* [TO-DO LIST]
1. Print the part of the sech integral thread between "I'm wondering if" and "what I get.", inclusive, with no changes.
2. How many lines in the rows contain the string "girl"? Reply with the number alone.

* [GIVEN PASSAGE]
Thread: Show that sech integral is equal to pi/2

1. Show that sech integral is equal to pi/2

I'm wondering if anyone has any advice on where to even start for proving this:

$\displaystyle \int_0^{\infty} sech(x) dx = \frac{\pi}{2}$

2. It is asked to prove that $\displaystyle \int_0^\infty {\frac{2} {{e^x + e^{ - x} }}\,dx} = \frac{\pi } {2}.$

And this does not take much time, 'cause it's a hidden arctangent, so

$\displaystyle \int_0^\infty {\frac{2} {{e^x + e^{ - x} }}\,dx} = 2\int_0^\infty {\frac{{e^x }} {{e^{2x} + 1}}\,dx} = 2 \cdot \arctan e^x \Big|_0^\infty = \frac{\pi } {2}.$

3. Thanks a lot! I'll try something similar to that for sech^2 and see what I get.

* [RECORDS PROVIDED]
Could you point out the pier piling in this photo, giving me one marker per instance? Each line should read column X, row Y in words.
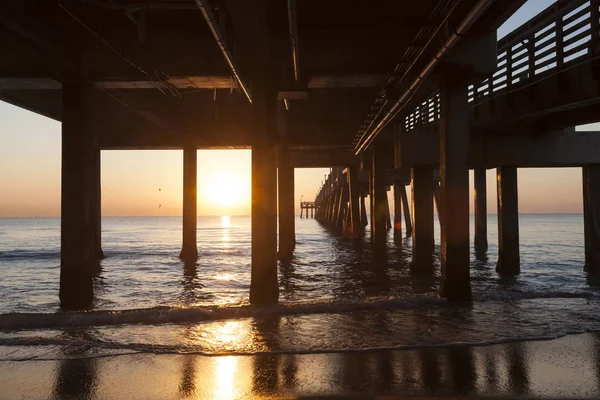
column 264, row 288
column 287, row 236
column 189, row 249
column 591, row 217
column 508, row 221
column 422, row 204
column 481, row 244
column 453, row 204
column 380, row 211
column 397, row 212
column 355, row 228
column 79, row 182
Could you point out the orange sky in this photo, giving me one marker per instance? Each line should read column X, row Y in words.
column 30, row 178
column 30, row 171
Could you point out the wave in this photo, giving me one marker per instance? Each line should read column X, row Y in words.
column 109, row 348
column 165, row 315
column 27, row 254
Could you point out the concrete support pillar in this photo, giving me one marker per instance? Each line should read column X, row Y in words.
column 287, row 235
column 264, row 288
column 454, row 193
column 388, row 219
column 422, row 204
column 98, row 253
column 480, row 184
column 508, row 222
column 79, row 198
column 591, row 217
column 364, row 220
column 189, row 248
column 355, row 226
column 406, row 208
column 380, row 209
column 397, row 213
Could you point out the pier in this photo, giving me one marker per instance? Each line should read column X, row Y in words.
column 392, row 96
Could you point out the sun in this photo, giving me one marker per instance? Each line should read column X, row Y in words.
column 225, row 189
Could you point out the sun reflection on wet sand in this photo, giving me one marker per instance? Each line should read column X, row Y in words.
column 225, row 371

==

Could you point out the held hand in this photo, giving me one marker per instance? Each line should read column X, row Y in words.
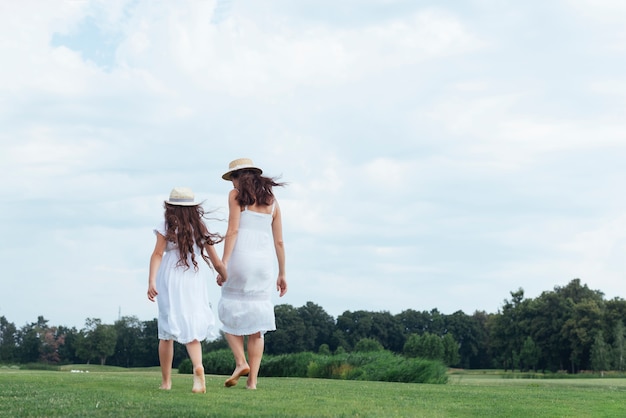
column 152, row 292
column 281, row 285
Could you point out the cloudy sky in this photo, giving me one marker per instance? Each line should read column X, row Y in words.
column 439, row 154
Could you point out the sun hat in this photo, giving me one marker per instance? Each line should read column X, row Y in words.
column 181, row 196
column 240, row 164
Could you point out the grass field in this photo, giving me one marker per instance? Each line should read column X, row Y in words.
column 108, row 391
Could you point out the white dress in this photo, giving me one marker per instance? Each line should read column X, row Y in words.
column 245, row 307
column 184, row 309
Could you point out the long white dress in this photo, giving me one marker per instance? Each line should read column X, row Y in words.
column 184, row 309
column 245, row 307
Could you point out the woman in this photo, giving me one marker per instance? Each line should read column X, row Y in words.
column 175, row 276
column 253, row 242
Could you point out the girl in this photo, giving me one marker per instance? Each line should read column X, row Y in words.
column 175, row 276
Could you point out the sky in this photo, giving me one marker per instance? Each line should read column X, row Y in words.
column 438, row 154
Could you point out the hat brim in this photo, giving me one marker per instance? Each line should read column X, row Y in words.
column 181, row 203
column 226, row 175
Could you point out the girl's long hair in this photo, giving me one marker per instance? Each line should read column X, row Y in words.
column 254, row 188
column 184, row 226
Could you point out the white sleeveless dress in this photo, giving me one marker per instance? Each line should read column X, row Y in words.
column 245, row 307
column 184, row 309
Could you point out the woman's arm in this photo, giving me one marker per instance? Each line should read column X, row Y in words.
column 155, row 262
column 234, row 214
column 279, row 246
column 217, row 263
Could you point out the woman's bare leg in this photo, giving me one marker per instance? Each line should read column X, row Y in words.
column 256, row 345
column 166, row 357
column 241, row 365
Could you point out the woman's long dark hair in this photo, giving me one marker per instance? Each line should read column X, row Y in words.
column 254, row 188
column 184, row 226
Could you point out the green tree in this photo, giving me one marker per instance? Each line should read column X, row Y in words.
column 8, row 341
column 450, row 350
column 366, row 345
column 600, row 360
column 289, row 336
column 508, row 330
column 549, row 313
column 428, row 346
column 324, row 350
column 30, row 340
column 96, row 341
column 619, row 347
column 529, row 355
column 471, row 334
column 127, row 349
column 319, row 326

* [ANSWERS PER TASK]
1.
I'm wondering if anyone has any advice on where to even start for proving this:

$\displaystyle \int_0^{\infty} sech(x) dx = \frac{\pi}{2}$

2. It is asked to prove that $\displaystyle \int_0^\infty {\frac{2} {{e^x + e^{ - x} }}\,dx} = \frac{\pi } {2}.$

And this does not take much time, 'cause it's a hidden arctangent, so

$\displaystyle \int_0^\infty {\frac{2} {{e^x + e^{ - x} }}\,dx} = 2\int_0^\infty {\frac{{e^x }} {{e^{2x} + 1}}\,dx} = 2 \cdot \arctan e^x \Big|_0^\infty = \frac{\pi } {2}.$

3. Thanks a lot! I'll try something similar to that for sech^2 and see what I get.

2. 2